━━━ Textauszug
Abenteuer abseits der Arbeit

von 21 frederik  

Manchmal geht es in mein deutsches Hirn gar nicht rein, wie hilfsbereit die Leute hier sind. Man hat fast das Gefühl, dass das eine der Sachen ist, die die Menschen hier am meisten stolz macht.

Direkt im Anschluss an den Austausch mit den El Salvadorianern hatten Greta und ich eine Reise in den Manuell Antonio Nationalpark geplant, einen kleinen der vielen Nationalparks hier, der mittig an der Pazifikküste Costa Ricas gelegen ist.

Nur hatten wir bis einen Tag vor Abreise immer noch nicht wirklich eine genaue Vorstellung davon, wie wir denn jetzt genau den Weg dorthin hinter uns bringen sollten. Gut, dass wir unsere Pläne beim Essensvorbereiten im Gespräch der Köchin erzählten, die direkt anbot, den Bruder der Frau ihrer Cousine zu fragen, der uns evtl. mit seinem Auto von einer Bushaltestelle in Puntarenas zur Anschlusshaltestelle ein paar Kilometer weiter fahren könnte.

Und genau so geschah es dann auch. Nach 90-minütiger Busfahrt aus Nicoya aus verließen wir an einer großen Kreuzung den Bus, der weiter nach San José fuhr und ein kleiner, kräftiger Mann mit langen Haaren und Heineken Cappy empfing uns freundlich, angelehnt an sein kleines Auto. Wir banden unsere Rucksäcke aufs Autodach fest, stiegen ein und weiter ging die Fahrt Richtung Bushaltestelle Nummer 2. Er setzte uns direkt vor Ort ab, zeigte uns noch gute Imbisse in der Nähe und erkundigte sich bei der Frau am Schalter, nach den Fahrzeiten der Busse nach Quepos.

Uns blieben etwa zwei Stunden zum Essen und Trinken in einer der kleinen Restaurants, die er uns gezeigt hatte. Irgendwie fühlte es sich nicht richtig an, ihm keine Gegenleistung für alles, was er für uns getan hatte, zu geben, aber er machte überhaupt keine Anzeichen, irgendetwas in diese Richtung zu erwarten und gab uns beiden zum Abschied die Hand und meinte, es hätte ihn gefreut uns kennenzulernen und sich mit uns unterhalten zu können.

Ich aß also meinen Fisch und Greta ihr labbriges, weißes, nach-nichts-schmeckende so betitelte Sandwich (Grüße an den Einfluss der USA in diesem Land) und schlenderten im Anschluss ein bisschen an den benachbarten Verkaufsständchen vorbei. Wenig später bestiegen wir unseren Bus nach Quepos und begannen unsere dreistündige Fahrt. An viel erinnern wir uns beide nicht mehr, weil wir, unmittelbar nach dem Niederlassen im Sitz, einnickten, aber wie auch bei vorangegangenen Busfahrten war auch hier interessant zu beobachten, wie die Qualität der Straßen zu einem Touristenort hin stetig anstieg und, sobald man diesen hinter sich gelassen hatte, stetig abfiel bis man wieder bei der Slalomfahrt um Schlaglöcher angelangt war. Aber wir hatten ja Zeit.
━━━━━━
*Deine Aufgabe:* Bitte setze den Reisebericht aus Costa Rica oben nach seinem letzten Satz fort.
━━━ Datensatz
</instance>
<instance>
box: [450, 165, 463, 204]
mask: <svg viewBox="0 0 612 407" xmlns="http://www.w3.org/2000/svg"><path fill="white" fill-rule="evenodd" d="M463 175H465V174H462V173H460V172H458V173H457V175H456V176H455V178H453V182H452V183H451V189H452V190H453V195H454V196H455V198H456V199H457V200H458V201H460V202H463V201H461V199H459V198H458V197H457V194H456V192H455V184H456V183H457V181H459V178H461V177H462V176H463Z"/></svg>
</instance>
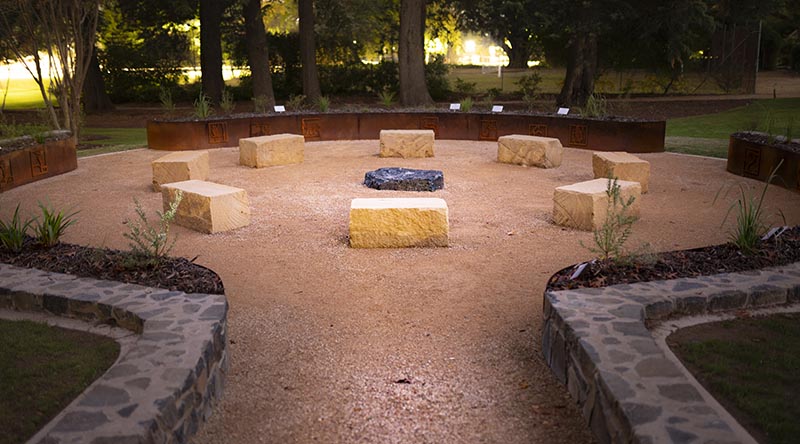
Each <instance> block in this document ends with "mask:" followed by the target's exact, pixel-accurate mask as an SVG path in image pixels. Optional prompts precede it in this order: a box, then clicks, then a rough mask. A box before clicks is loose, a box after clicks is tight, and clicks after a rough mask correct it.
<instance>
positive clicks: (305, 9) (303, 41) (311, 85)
mask: <svg viewBox="0 0 800 444" xmlns="http://www.w3.org/2000/svg"><path fill="white" fill-rule="evenodd" d="M297 8H298V16H299V17H300V63H302V64H303V94H305V96H306V98H307V99H309V100H312V101H313V100H316V99H318V98H319V96H320V95H321V94H322V93H321V92H320V88H319V72H318V71H317V49H316V45H315V43H314V2H313V0H298V1H297Z"/></svg>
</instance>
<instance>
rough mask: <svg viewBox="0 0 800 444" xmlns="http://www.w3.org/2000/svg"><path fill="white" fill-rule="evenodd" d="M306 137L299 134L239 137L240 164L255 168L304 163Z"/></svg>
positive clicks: (239, 161) (262, 167)
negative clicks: (305, 140)
mask: <svg viewBox="0 0 800 444" xmlns="http://www.w3.org/2000/svg"><path fill="white" fill-rule="evenodd" d="M304 147H305V138H304V137H303V136H300V135H297V134H276V135H273V136H260V137H248V138H245V139H239V164H240V165H245V166H249V167H253V168H264V167H269V166H276V165H290V164H293V163H303V157H304Z"/></svg>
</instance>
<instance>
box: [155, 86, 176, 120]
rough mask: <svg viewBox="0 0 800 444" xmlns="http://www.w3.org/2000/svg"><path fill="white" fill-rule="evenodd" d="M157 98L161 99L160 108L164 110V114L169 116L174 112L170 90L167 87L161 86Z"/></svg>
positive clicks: (174, 108)
mask: <svg viewBox="0 0 800 444" xmlns="http://www.w3.org/2000/svg"><path fill="white" fill-rule="evenodd" d="M158 100H160V101H161V109H163V110H164V114H166V115H168V116H169V115H172V114H174V113H175V101H174V100H172V91H170V90H169V89H167V88H161V91H160V92H159V93H158Z"/></svg>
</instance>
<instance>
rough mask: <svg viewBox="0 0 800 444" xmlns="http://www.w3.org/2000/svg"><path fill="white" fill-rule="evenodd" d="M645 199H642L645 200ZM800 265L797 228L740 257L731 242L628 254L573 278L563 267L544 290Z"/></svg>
mask: <svg viewBox="0 0 800 444" xmlns="http://www.w3.org/2000/svg"><path fill="white" fill-rule="evenodd" d="M645 199H646V197H645ZM794 262H800V227H793V228H789V229H787V230H785V231H782V233H781V234H780V235H779V236H778V237H777V238H775V237H773V238H770V239H768V240H767V241H764V242H760V243H759V245H758V248H757V250H756V251H755V252H754V253H752V254H744V253H742V251H741V250H740V249H739V248H738V247H736V246H735V245H734V244H732V243H726V244H722V245H712V246H708V247H701V248H695V249H691V250H682V251H669V252H662V253H657V254H655V253H654V254H649V255H638V256H637V255H632V256H630V257H628V258H624V260H616V261H615V260H606V261H595V262H590V263H588V264H586V267H585V268H584V270H583V271H582V272H581V273H580V274H579V275H578V276H577V277H576V278H574V279H572V275H573V274H574V273H576V272H577V267H568V268H565V269H563V270H561V271H559V272H558V273H556V274H555V275H553V277H552V278H550V281H549V282H548V284H547V288H548V290H553V291H557V290H567V289H574V288H581V287H605V286H608V285H616V284H632V283H635V282H642V281H656V280H666V279H677V278H683V277H695V276H707V275H711V274H719V273H734V272H737V271H746V270H754V269H757V268H766V267H776V266H780V265H787V264H791V263H794Z"/></svg>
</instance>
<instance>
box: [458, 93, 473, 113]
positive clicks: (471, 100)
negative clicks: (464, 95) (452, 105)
mask: <svg viewBox="0 0 800 444" xmlns="http://www.w3.org/2000/svg"><path fill="white" fill-rule="evenodd" d="M459 103H460V104H461V111H464V112H465V113H468V112H470V111H471V110H472V105H474V103H473V101H472V97H465V98H464V99H462V100H461V102H459Z"/></svg>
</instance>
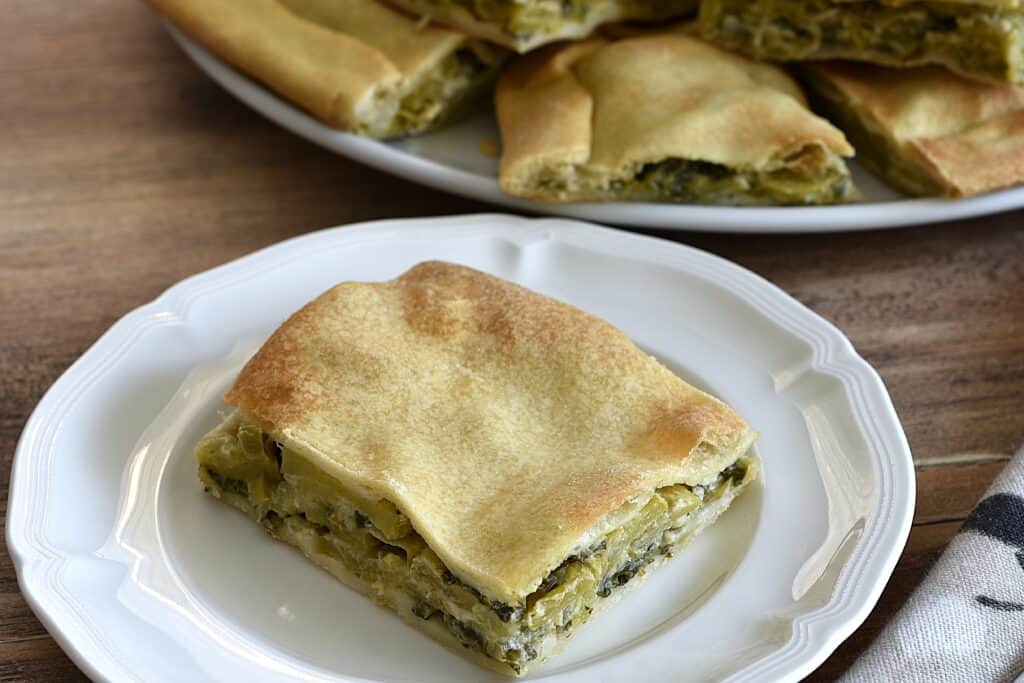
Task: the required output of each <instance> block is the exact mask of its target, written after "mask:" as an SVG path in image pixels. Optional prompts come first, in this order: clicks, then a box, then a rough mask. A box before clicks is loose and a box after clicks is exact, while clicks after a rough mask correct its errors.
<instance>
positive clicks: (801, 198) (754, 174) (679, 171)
mask: <svg viewBox="0 0 1024 683" xmlns="http://www.w3.org/2000/svg"><path fill="white" fill-rule="evenodd" d="M538 186H539V187H540V188H541V189H543V190H545V195H549V196H550V195H551V194H555V195H557V196H558V199H560V200H563V201H565V200H630V201H640V202H680V203H682V202H686V203H700V204H730V205H751V204H790V205H808V204H837V203H842V202H849V201H851V200H853V199H855V198H856V189H855V188H854V186H853V181H852V179H851V177H850V172H849V170H848V169H847V168H846V166H845V165H844V164H843V162H842V161H841V160H840V159H839V158H838V157H834V156H831V155H830V154H829V153H826V152H825V151H824V150H822V148H821V147H820V146H818V145H811V146H809V147H807V148H806V150H803V151H801V152H799V153H797V154H796V155H793V156H792V157H791V158H790V159H788V160H786V161H784V162H783V163H781V164H779V165H778V166H777V167H776V168H773V169H772V170H766V171H754V170H744V169H735V168H730V167H728V166H724V165H722V164H714V163H711V162H706V161H694V160H687V159H675V158H673V159H666V160H664V161H659V162H654V163H649V164H645V165H643V166H642V167H640V169H639V170H638V171H636V173H635V174H634V176H633V177H632V178H630V179H617V178H616V179H613V180H611V181H606V182H605V184H604V185H601V186H590V185H588V183H587V174H586V171H585V170H584V171H582V172H581V169H579V168H575V167H560V168H553V169H550V170H549V171H547V172H546V173H545V174H544V175H542V176H541V177H540V178H539V179H538Z"/></svg>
━━━━━━
*Lösung:*
Wir kamen in einem süßen Hostel unter, abseits von den Touristenhotels der, wie wir bald herausfanden, amerikanischen Sportfischer, die auch Grund für einen Jachthafen am Meeresufer von Quepos waren. Regelmäßig finden dort Wettbewerbe statt, da der Schwertfisch neben anderen Exemplaren in hiesigem Gewässer beispielsweise sehr häufig vorkommt. Überall kann man Angeln, Fischerhüte und natürlich auch Fisch kaufen, leider allerdings alles zu amerikanischen Preisen.

Bis Montagmorgen pendelten wir von Quepos immer wir für unter 50 Cent pro Person an den benachbarten Nationalpark und sahen bunte Vögel, Rehe, Faultiere und viele weitere Tiere. An einem Tag meinten wir, die Strecke des Busses doch auch ganz leicht zu Fuß an der Küste entlang laufen zu können. Naja, lief nicht ganz so gut. Irgendwann landeten wir ohne Handyverbindung an einer Bucht, an der wir uns 30 Minuten zu vor doch auch schon gefragt hatten, welchen Weg wir jetzt am besten wählen müssten. Das Wetter gab natürlich mit 35 Grad und stahlblauem Himmel seinen Beitrag dazu und so brachen wir unser Experiment nach einer guten Strecke ab und bahnten uns unseren Weg quer durchs hohe Gras in Richtung des nächsten Hauses, das wir in unserem Umfeld ausmachen konnten.

Dort vermuteten wir einen Zugang zur Straße, wodurch wir wiederum, die Strecke des Busses kreuzen müssten, der uns die restliche Strecke mitnehmen können sollte. Auch wenn das Vorhaben mit Hinsicht auf Hitzeschlag (kein einziger Baum weit und breit) oder Schlangen alles eine ziemlich dämliche Idee war, blieb uns doch nichts anderes übrig und wir schafften es ohne weitere Unannehmlichkeiten zum Haus. Dafür entstanden auf dem Weg aber ganz gute Bilder und Greta kann glaube ich jetzt von sich behaupten, die erste Person gewesen zu sein, die die Hälfte der Strecke zum Nationalpark abseits von Wegen mit Birkenstocks hinter sich gebracht hat.

Am Montag wählten wir für unsere Heimreise einen anderen Weg, als den, auf dem wir hergekommen waren und setzten von Puntarenas auf dem Golf von Nicoya per Fähre auf die Nicoya Halbinsel über. Auch das war ein Erlebnis und zugleich war es imposant, die ganzen kleinen Inseln des Golfes auch mal näher und in Kulisse der Berge auf dem Festland zu sehen.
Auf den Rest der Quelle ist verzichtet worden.